++++ 待处理数据

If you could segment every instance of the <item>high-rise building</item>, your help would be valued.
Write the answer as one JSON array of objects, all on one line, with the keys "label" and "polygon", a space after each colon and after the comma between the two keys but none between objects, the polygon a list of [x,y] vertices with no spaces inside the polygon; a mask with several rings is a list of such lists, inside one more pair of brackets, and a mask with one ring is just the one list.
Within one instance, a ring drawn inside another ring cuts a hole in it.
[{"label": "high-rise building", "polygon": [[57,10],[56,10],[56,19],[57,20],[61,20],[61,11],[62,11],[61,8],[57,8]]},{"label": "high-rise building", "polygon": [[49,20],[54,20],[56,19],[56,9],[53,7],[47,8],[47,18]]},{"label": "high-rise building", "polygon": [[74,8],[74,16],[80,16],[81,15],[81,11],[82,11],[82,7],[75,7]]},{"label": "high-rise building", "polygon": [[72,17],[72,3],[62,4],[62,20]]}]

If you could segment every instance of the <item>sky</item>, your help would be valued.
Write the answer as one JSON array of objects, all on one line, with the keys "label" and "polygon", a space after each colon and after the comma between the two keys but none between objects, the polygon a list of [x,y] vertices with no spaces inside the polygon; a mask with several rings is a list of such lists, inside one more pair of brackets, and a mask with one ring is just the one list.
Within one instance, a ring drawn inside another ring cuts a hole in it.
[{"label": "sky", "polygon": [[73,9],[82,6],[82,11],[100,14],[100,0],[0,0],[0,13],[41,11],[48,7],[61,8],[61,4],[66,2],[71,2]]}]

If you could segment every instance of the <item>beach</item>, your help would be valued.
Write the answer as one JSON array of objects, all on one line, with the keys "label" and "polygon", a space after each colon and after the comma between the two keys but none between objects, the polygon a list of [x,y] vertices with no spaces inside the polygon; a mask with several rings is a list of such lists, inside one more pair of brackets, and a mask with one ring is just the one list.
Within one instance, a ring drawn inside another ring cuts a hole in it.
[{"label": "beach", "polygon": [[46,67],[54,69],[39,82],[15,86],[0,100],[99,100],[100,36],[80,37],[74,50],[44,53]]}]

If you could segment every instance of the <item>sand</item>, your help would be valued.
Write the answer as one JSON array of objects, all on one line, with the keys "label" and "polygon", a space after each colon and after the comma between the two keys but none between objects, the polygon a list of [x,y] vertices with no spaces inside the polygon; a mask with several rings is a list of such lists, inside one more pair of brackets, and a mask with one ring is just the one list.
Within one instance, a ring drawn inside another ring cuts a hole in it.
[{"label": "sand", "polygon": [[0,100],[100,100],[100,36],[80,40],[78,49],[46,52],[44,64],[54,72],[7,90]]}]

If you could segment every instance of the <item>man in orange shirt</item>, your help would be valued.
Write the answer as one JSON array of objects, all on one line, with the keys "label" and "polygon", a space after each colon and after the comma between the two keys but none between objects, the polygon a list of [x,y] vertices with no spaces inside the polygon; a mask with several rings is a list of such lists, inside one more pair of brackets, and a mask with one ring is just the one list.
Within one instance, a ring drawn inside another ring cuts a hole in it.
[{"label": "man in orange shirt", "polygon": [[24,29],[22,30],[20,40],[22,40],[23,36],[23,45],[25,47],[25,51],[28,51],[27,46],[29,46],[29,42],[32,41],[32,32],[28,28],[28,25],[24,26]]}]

++++++++

_任务说明_. 请照原样抄录条目中从包含“If you could segment every instance of the <item>man”的那一行起、直到条目结尾的这一段，首尾两行都要包括在内。

_正确输出_.
If you could segment every instance of the <item>man in orange shirt</item>, your help would be valued.
Write the answer as one JSON array of objects, all on one line, with the keys "label" and "polygon", a space after each colon and after the comma between the two keys but none between objects, the polygon a list of [x,y] vertices with no spaces inside the polygon; a mask with several rings is a list of such lists, inside one more pair of brackets, and a mask with one ring is just the one list.
Within one instance, a ring drawn inside another ring cuts a hole in it.
[{"label": "man in orange shirt", "polygon": [[24,29],[22,30],[20,40],[22,40],[23,36],[23,45],[25,47],[25,51],[28,51],[27,46],[29,46],[29,42],[32,41],[32,32],[28,28],[28,25],[24,26]]}]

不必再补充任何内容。